▶ **TEXTAUSZUG**:

##############################

Illustration: André Liegl

Liebe Leser, liebe Darmstädter,

da wir nun schon einige Gelegenheiten hatten, uns zu beschnuppern, ist es langsam mal an der Zeit, dass wir Tacheles reden. Ich bin, wann immer ich in der Stadt unterwegs bin, stets freundlich und herzlich aufgenommen worden. Ich mag die Orangerie und die Parkanlage drumherum und habe in der Centralstation schon viele gute Veranstaltungen besucht. Im Schlosskeller wurde ich mit der Early Late Night Show SNotLDaD perpetuell gut unterhalten und in der Krone hatte ich Freude daran, die tanzenden Menschen bei dem zu beobachten, was sie da so tun. Vermutlich tanzen. Doch liebe Darmstädter! Euer Hauptbahnhof ist wirklich eine Qual! Und das ist noch höflich. Friedrich Pützer hat sich 1912 sicherlich gedacht: „Geiler Bahnhof! Da muss ich mir selbst mal gehörig auf die Schulter klopfen!“

Ja, nee. Also, ja, damals war der Bahnhof sicherlich ein Gewinn, aber heute ist er einfach zu überlaufen. Im ersten Monat meines Pendlerdaseins hatte ich sehr oft das zweifelhafte Vergnügen, als einer von 40.000 Reisenden täglich den Darmstädter Hauptbahnhof als Umsteigepunkt nutzen zu dürfen. Ihr wisst um meine Reiselust mit der Deutschen Bahn, und dass ich gerne unterwegs meine Lieblingsstoffbeutel zeige, auch wenn es die anderen scheinbar nicht sonderlich interessiert, wie schön sie wirklich sind, weil sie nämlich gar nicht richtig hinschauen.

##############################

▶ **GESPEICHERTE DATEN**:
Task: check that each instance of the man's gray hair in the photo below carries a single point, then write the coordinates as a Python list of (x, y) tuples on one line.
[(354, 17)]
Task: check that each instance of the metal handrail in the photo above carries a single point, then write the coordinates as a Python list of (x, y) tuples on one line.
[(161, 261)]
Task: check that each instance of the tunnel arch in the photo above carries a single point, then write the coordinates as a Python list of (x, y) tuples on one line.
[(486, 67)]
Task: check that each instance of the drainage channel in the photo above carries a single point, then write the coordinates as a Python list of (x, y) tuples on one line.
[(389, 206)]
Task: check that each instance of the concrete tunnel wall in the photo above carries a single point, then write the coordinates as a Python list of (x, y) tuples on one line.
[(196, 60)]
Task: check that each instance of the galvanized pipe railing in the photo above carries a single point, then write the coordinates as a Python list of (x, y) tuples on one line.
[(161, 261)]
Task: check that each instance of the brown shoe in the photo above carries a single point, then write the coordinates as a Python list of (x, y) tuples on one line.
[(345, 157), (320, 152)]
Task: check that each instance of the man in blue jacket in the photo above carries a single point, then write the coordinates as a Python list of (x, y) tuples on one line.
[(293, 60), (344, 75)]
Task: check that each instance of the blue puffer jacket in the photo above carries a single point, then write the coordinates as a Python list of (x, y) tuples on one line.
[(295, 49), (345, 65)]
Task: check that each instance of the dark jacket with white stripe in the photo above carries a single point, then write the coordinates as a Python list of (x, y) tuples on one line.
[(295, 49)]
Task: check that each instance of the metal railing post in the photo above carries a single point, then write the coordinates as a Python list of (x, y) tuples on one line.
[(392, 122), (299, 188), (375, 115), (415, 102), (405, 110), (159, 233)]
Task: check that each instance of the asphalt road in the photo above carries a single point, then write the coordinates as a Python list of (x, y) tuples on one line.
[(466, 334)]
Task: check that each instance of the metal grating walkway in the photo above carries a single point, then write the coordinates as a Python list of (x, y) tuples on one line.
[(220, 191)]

##############################

▶ **ARBEITSAUFTRÄGE**:
1. Wie viele Reisende nutzen laut dem Textauszug über den Darmstädter Hauptbahnhof diesen Bahnhof täglich als Umsteigepunkt?
2. Schreiben Sie die Fortsetzung des Textauszugs über den Darmstädter Hauptbahnhof.
Für die Bearbeitung braucht man die Zeilen nicht.

▶ **LÖSUNGEN**:
1. 40.000 Reisende.

2.
Wenngleich ich katastrophenerprobt in Sachen Fernverkehr bin, der Nahverkehr verlangt einer derart zarten Seele wie der meinigen allerhand ab. Gänzlich ohne Humor schafft es die Deutsche Bahn natürlich nicht: Umsteigezeiten sind derart knapp bemessen, dass man beim Gleiswechsel alles links, rechts und vor sich wegkicken muss, um die Regional- oder S-Bahn knapp am anderen Gleis zu verpassen. Andernfalls kann man warten, warten, warten.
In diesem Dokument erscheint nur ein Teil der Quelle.